(Dataset records)
+++

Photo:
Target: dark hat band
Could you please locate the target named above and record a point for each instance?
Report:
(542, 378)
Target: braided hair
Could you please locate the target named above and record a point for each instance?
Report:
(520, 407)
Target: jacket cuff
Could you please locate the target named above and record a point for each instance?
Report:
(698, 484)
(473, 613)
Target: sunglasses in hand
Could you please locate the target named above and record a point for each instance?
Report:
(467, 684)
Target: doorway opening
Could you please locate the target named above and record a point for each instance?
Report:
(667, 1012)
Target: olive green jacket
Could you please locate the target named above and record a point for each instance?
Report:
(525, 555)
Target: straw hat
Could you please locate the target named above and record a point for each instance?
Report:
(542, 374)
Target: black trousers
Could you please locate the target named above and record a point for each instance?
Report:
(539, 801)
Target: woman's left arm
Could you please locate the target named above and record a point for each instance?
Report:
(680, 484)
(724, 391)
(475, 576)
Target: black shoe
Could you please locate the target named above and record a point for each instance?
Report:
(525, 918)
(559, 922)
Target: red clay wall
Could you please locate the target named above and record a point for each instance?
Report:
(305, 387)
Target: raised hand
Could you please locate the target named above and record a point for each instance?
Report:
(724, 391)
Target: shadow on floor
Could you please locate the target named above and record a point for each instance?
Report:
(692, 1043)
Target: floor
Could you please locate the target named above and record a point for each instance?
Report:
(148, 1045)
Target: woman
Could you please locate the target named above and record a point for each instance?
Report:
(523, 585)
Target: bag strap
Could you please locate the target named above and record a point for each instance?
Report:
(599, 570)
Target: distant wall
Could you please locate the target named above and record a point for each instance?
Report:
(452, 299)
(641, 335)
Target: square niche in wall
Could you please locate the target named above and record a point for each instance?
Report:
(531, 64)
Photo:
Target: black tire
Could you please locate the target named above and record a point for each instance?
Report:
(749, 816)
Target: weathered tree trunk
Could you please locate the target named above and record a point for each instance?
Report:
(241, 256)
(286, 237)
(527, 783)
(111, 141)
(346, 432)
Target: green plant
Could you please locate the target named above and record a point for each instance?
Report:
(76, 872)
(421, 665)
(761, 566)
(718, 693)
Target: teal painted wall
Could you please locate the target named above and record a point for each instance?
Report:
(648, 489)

+++

- Exercise description -
Set the entries above down once more, exactly as they stand.

- Answer to this problem -
Photo:
Target: dark hat band
Could you please locate the target named above and record a point for each instance?
Report:
(542, 378)
Target: braided hair
Could you please locate the target named above and record a point for each instance?
Report:
(520, 407)
Target: jacket cuff
Could you please locate the target named above and record a point for each instance?
Report:
(698, 484)
(473, 613)
Target: sunglasses in hand
Could you please locate the target named above and record a point for each instance?
Report:
(467, 684)
Target: doorway opening
Could you please locate the target named above and record a point for each instance?
Report:
(667, 1012)
Target: olive green jacket
Could you please locate the target named above and record a point for each instance?
Report:
(525, 555)
Target: straw hat
Could you please locate the target named above and record a point for each instance?
Report:
(542, 374)
Target: black trousers
Could you please locate the target named above and record a point for each instance?
Report:
(539, 801)
Target: woman's left arm
Could you please locate the target named above and record a point for each instance?
Report:
(680, 484)
(724, 391)
(475, 576)
Target: black shoe
Could you please locate the target named above and record a point for each instance?
Report:
(525, 918)
(559, 922)
Target: red clay wall
Could you please locate the target named above and record a point for each instance?
Report:
(305, 387)
Target: raised hand
Could you please locate the target named above and record a point for each instance?
Report:
(724, 391)
Target: shadow on floor
Could you please locate the target named above and record a point for each instance?
Report:
(692, 1043)
Target: floor
Could you please locate the target named above and record a point for each instance?
Report:
(148, 1045)
Target: woman
Could you please locate the target named above and record a point for each instance?
Report:
(523, 585)
Target: bag strap
Could you please locate the target named above and record a point for each instance?
Report:
(599, 570)
Target: distant wall
Could you please locate the target named above and record a point for each instance?
Report:
(452, 299)
(641, 335)
Target: square niche in wall
Could you please locate the target named above and record a point for each instance?
Report:
(531, 64)
Photo:
Target: black tire
Could you please locate the target named above and record a point for each instance?
Report:
(749, 816)
Target: weathered tree trunk
Could you please locate the target named above and record a point for each instance?
Report:
(241, 256)
(286, 237)
(527, 783)
(111, 141)
(346, 432)
Target: green plant
Could you please locate the target named above and record a point for each instance?
Report:
(76, 872)
(421, 665)
(761, 566)
(718, 693)
Target: teal painted wall
Could you please locate the target named above and record a point for each instance?
Report:
(648, 489)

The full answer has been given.